Stated task 1:
Answer these questions about the upsetplot forum post:
(a) Which function does the code pass as the indicators argument?
(b) What does the author want to count instead of using notna?
(c) What did the author change in the example dataframe?
Stated task 2:
List every column name in the header row of the example dataframe in the upsetplot forum post.
Stated task 3:
Rewrite the upsetplot forum post starting with "So, this code" and going on through "in all columns.", replacing "graph" with "chart".

Extract to read:
====
I'm trying to use upsetplot for finding the intersection between column data in a dataframe. I am using a code from the one provided by the developers of this library, like the following:
import upsetplot
from upsetplot import from_indicators, plot
plot(from_indicators(indicators=pd.notna, data=data), show_counts=True)
plt.show()
So, this code above gave me a graph as an output with the counts of cell/pd_series in a df where is not empty (not a number). But I would like to have a code where instead of notna I could count the "core" items in all columns.
My code above would gave me from this dataframe (changed number to letters in this example):
-------column_1--column_2--column_3--column_4--column_5
row_1-- A -- A -- -- A --
row_2-- B -- -- B -- B --
row_3-- -- -- C -- --
row_4-- D -- D -- -- D --
row_5-- E -- -- E -- --
row_6-- -- -- -- -- F
...a graph sort of like this:
column_1 : **** (4 not_empty)
column_3, column_4 : *** (3 not_empty)
column_2 : ** (2 not_empty)
column_5 : * (1 not_empty)
====
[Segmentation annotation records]
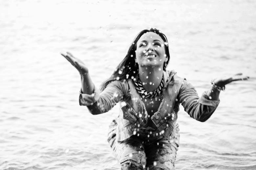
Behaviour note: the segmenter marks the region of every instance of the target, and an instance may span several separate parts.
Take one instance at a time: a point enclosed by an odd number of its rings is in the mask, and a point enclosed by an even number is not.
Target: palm
[[[82,75],[88,73],[88,69],[81,60],[75,58],[69,52],[67,52],[66,54],[62,53],[61,53],[60,54],[76,69],[80,75]]]
[[[248,76],[243,76],[242,73],[238,73],[231,77],[216,79],[214,80],[214,82],[216,86],[223,87],[232,81],[247,80],[249,78]]]

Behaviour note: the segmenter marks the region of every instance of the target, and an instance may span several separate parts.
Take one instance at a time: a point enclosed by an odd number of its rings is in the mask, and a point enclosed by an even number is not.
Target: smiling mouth
[[[154,58],[156,57],[155,54],[151,54],[149,55],[148,54],[146,53],[145,55],[145,57],[147,58]]]

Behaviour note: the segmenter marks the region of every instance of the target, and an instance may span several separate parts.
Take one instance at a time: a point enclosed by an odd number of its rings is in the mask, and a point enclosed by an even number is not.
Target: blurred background
[[[0,0],[0,169],[117,170],[106,141],[117,105],[92,115],[78,104],[78,72],[96,87],[141,30],[160,29],[174,69],[200,96],[212,78],[243,73],[226,86],[211,118],[182,106],[177,170],[256,169],[256,1]]]

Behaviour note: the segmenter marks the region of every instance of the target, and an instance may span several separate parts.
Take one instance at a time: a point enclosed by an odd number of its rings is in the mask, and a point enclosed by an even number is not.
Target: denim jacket
[[[165,82],[161,101],[158,111],[151,117],[160,133],[168,138],[173,131],[179,105],[191,117],[201,122],[208,119],[219,102],[211,100],[203,93],[199,98],[195,88],[184,78],[179,77],[173,70],[164,72]],[[148,113],[131,79],[113,81],[100,94],[95,86],[91,94],[80,92],[79,104],[87,106],[93,114],[108,111],[119,103],[119,114],[117,119],[117,139],[122,141],[138,131],[148,121]]]

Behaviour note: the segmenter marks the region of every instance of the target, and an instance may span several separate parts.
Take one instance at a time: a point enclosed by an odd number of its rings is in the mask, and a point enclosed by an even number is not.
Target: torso
[[[154,114],[154,113],[157,111],[158,110],[161,101],[160,99],[160,96],[157,96],[155,98],[152,99],[142,99],[142,101],[145,104],[146,110],[147,110],[148,114],[150,116],[150,117],[148,118],[147,123],[144,127],[150,126],[153,128],[156,128],[156,126],[152,122],[151,118],[151,116]]]

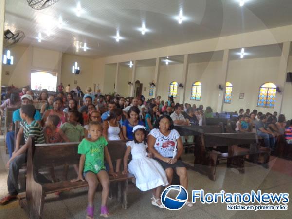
====
Worked solution 1:
(a) pd.notna
(b) The "core" items in all columns
(c) Numbers were changed to letters.

Worked solution 2:
column_1, column_2, column_3, column_4, column_5

Worked solution 3:
So, this code above gave me a chart as an output with the counts of cell/pd_series in a df where is not empty (not a number). But I would like to have a code where instead of notna I could count the "core" items in all columns.